- Directions for this task: Copy every line of the entries below that contains the word "jacket".
-- -- --
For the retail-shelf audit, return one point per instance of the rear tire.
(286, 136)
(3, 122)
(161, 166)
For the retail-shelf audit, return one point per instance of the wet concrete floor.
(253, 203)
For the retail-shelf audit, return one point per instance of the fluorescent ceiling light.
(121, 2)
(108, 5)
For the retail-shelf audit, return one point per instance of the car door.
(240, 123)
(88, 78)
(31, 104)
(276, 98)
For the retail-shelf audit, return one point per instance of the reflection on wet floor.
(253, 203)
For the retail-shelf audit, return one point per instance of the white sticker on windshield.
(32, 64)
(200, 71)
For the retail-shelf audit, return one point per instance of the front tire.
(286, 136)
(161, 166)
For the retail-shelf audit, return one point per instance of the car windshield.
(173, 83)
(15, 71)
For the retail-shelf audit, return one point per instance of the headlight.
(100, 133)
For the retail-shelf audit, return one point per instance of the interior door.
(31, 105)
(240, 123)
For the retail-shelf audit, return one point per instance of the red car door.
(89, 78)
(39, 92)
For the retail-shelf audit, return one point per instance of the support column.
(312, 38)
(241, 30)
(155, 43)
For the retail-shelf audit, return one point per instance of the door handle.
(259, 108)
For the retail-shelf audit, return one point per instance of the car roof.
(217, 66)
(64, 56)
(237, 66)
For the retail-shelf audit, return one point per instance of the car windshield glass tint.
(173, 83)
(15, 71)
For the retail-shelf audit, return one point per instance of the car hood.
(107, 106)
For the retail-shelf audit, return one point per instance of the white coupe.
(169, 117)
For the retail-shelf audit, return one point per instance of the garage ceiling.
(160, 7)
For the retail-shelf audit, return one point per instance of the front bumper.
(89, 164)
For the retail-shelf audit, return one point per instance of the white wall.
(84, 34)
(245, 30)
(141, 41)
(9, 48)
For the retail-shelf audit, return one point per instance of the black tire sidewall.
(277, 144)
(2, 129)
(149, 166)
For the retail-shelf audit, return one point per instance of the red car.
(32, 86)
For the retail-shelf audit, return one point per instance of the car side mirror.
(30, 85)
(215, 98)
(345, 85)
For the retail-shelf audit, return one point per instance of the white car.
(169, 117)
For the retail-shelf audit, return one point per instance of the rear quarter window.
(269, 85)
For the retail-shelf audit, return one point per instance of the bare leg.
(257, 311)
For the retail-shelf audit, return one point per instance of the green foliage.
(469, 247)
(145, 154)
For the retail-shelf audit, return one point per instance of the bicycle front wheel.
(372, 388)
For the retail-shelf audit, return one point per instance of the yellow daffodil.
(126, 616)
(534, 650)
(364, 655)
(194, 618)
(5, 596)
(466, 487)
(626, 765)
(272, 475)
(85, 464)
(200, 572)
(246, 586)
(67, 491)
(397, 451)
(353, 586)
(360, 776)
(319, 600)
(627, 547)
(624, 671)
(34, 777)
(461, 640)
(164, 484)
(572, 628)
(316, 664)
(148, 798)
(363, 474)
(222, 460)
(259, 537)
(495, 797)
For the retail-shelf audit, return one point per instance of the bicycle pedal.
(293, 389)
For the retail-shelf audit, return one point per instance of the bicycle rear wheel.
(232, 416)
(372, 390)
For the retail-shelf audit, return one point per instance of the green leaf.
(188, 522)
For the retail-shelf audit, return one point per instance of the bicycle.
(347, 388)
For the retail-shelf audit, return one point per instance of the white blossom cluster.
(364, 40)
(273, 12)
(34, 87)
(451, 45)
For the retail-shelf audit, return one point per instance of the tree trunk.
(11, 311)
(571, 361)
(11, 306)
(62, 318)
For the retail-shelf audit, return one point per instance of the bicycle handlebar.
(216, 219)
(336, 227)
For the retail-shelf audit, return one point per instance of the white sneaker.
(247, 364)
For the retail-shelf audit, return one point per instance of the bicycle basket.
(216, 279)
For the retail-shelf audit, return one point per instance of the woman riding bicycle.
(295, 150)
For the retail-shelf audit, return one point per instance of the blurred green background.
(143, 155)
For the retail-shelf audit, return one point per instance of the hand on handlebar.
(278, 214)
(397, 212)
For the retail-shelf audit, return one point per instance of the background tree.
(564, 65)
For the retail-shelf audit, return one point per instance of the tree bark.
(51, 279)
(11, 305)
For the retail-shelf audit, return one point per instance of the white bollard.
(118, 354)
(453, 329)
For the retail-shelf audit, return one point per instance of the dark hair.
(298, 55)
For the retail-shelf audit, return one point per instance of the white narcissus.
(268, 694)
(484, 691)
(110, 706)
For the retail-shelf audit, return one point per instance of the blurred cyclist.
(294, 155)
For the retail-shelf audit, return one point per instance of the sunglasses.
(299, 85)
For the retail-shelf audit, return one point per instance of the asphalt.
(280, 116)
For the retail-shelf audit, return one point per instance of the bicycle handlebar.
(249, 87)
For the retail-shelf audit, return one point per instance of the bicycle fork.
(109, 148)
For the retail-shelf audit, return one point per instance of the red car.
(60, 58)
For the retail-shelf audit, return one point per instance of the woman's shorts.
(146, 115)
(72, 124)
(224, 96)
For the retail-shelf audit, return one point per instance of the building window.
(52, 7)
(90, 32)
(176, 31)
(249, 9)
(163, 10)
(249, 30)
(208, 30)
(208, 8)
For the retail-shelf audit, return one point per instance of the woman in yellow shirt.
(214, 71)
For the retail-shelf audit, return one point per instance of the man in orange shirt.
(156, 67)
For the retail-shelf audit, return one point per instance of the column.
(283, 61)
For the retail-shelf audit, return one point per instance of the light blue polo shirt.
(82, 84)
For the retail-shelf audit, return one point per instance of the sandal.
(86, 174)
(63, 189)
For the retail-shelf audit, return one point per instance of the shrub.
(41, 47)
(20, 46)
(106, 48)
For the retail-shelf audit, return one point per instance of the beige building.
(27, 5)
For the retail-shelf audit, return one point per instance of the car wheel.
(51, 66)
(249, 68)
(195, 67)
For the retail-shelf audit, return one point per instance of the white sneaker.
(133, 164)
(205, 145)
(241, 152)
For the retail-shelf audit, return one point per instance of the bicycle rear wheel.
-- -- --
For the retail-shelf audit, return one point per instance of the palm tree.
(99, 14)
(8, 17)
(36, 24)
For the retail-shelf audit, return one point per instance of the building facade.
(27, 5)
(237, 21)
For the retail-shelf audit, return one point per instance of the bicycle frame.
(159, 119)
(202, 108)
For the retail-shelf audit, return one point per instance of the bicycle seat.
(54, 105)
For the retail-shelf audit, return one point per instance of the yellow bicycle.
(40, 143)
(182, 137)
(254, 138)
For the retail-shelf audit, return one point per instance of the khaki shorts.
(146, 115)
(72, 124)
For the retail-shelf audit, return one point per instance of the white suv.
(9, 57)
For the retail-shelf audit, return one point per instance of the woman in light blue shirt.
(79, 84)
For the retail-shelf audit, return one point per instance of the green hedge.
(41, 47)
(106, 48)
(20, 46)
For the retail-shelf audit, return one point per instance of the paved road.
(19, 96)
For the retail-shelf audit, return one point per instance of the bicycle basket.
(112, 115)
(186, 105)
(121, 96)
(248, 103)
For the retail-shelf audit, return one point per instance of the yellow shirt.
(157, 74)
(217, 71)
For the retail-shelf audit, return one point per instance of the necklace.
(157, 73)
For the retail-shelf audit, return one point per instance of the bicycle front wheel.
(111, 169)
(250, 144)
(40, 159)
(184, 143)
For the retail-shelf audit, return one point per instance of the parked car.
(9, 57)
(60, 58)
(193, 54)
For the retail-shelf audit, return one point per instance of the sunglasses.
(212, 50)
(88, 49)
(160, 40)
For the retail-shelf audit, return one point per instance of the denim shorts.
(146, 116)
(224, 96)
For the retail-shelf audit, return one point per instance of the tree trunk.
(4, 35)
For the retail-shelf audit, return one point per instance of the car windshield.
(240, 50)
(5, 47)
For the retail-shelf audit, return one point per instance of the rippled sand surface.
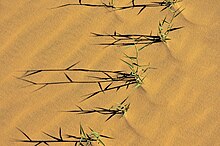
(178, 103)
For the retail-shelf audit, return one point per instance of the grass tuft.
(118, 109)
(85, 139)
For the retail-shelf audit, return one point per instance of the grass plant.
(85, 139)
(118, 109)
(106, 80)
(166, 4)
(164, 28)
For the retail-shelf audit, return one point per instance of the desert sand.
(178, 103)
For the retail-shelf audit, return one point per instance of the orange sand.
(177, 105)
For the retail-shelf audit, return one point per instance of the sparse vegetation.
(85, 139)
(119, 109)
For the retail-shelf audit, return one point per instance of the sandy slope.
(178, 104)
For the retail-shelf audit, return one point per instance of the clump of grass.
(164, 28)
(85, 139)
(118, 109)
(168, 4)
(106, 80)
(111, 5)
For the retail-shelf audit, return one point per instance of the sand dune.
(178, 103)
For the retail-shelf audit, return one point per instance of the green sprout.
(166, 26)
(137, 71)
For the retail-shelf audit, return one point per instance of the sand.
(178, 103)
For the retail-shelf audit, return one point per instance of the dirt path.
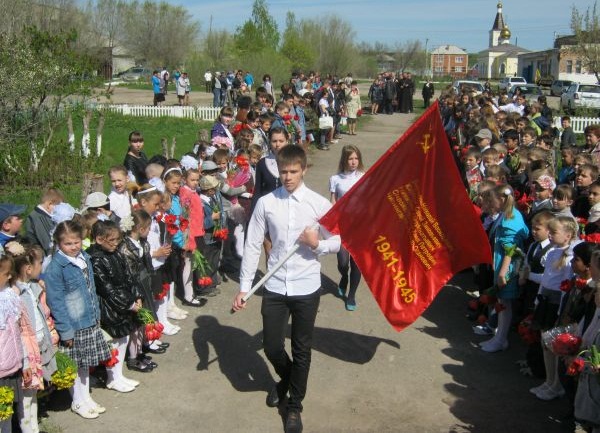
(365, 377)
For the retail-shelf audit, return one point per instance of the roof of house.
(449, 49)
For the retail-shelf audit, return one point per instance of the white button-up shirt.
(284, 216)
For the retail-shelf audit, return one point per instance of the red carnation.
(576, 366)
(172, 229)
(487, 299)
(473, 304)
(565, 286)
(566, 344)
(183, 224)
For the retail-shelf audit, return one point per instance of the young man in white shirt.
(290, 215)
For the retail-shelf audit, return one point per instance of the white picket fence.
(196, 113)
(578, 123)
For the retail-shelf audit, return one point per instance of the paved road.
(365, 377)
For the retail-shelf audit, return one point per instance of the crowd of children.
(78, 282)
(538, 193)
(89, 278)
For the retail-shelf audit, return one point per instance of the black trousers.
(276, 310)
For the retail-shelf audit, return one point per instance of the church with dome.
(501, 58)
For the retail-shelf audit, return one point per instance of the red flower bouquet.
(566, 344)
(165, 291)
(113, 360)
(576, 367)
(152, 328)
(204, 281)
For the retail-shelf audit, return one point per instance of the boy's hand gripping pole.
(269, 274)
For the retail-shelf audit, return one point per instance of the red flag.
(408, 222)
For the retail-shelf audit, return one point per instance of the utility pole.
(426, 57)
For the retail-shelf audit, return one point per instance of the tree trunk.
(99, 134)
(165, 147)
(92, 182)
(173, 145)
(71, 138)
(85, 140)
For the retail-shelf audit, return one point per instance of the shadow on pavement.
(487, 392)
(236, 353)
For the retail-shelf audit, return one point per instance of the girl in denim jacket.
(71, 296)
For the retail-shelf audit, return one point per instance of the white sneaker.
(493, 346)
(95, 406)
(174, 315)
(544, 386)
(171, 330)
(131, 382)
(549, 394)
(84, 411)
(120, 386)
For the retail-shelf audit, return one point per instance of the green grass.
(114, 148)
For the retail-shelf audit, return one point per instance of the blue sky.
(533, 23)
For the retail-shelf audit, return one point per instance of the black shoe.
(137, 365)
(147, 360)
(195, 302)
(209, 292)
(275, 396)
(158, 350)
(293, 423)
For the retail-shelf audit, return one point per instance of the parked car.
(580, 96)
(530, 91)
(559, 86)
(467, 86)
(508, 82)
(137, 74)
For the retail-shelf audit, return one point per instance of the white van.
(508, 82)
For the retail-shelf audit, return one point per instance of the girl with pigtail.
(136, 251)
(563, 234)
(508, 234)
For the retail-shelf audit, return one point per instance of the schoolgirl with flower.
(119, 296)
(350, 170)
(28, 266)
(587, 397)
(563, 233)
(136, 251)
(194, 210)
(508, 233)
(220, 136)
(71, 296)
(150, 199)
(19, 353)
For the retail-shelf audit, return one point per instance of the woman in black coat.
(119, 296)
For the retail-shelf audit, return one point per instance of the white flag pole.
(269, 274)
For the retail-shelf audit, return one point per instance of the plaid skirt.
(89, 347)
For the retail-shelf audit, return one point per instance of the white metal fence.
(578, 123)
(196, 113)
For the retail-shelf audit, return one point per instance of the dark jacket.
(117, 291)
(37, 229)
-- -- --
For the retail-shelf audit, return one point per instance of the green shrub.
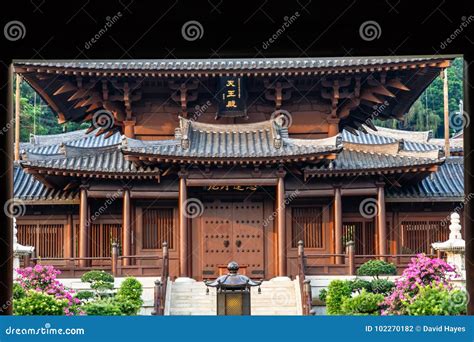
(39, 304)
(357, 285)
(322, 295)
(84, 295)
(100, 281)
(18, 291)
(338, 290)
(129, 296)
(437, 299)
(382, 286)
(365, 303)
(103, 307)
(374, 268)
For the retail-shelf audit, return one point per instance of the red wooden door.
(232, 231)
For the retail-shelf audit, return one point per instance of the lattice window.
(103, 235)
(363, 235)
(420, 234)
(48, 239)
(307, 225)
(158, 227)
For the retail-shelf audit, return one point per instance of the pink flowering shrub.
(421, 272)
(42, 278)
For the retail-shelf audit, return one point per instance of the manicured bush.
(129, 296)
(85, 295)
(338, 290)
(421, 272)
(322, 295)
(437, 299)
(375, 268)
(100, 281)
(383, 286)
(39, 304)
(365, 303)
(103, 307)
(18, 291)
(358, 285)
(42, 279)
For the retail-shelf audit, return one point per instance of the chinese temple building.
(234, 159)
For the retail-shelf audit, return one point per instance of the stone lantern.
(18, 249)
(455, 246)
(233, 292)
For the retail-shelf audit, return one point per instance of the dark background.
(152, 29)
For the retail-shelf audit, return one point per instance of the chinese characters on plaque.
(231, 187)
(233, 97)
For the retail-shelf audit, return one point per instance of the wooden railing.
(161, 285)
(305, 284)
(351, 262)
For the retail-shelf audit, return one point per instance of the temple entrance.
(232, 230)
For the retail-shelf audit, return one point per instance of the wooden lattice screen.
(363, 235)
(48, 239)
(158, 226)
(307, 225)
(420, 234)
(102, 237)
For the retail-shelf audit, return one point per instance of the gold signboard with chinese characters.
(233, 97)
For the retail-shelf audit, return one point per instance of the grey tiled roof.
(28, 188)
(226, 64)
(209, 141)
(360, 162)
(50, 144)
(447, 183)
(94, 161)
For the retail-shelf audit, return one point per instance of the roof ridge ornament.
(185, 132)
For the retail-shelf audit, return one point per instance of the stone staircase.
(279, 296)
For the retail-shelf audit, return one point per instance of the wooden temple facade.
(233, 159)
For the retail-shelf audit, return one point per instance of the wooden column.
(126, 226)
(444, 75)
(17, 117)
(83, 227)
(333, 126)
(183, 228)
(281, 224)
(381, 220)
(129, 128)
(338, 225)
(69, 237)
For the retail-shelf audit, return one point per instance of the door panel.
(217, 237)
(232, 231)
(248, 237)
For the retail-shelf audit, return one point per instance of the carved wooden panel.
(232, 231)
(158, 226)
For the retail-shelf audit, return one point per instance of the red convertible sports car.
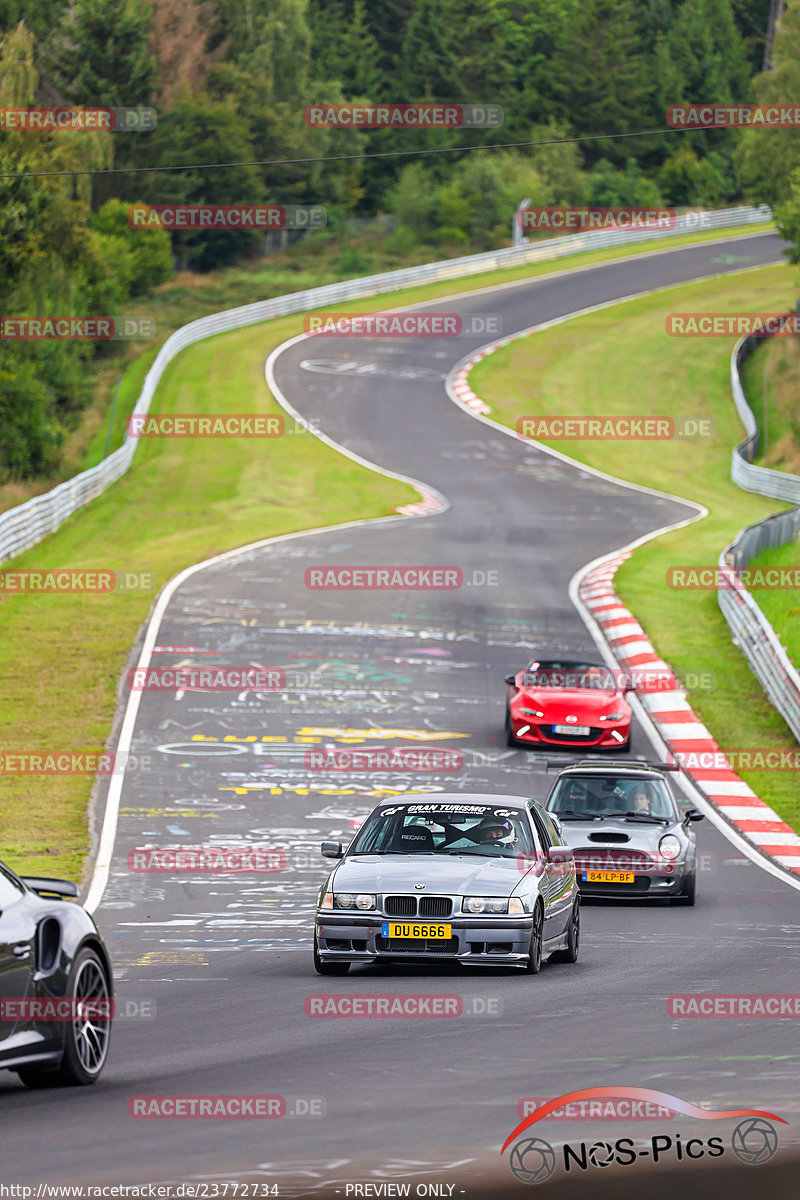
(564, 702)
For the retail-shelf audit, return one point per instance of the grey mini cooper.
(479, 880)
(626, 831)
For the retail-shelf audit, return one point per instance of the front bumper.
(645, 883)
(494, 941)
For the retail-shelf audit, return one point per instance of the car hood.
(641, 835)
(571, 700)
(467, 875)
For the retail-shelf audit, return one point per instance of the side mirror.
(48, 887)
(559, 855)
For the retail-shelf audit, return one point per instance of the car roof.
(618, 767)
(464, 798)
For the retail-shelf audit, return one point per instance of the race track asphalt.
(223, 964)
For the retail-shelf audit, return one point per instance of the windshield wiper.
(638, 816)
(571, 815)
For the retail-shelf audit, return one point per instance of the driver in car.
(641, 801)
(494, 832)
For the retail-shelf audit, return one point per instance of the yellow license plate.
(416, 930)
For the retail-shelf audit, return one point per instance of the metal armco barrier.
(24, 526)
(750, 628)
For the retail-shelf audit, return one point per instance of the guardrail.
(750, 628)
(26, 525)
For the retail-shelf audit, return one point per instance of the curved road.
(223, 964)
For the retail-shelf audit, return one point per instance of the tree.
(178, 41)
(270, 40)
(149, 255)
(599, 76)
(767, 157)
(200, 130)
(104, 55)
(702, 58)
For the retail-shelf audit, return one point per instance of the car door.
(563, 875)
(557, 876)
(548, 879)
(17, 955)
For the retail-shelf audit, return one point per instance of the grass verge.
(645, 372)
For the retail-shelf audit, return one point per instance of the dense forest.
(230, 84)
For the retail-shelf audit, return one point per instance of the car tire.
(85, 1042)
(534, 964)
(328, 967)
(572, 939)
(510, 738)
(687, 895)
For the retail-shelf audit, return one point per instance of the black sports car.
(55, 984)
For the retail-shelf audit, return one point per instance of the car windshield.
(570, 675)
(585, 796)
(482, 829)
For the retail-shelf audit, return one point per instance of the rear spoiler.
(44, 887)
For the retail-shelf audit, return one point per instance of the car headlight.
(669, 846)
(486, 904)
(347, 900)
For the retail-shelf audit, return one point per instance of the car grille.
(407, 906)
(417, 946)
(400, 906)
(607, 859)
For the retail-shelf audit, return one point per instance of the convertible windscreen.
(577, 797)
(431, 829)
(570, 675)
-- -- --
- Correct answer:
For the retail-shelf audit, return one point per instance of the girl in denim jacket.
For the retail-shelf audit, return one point per instance of the dark jacket.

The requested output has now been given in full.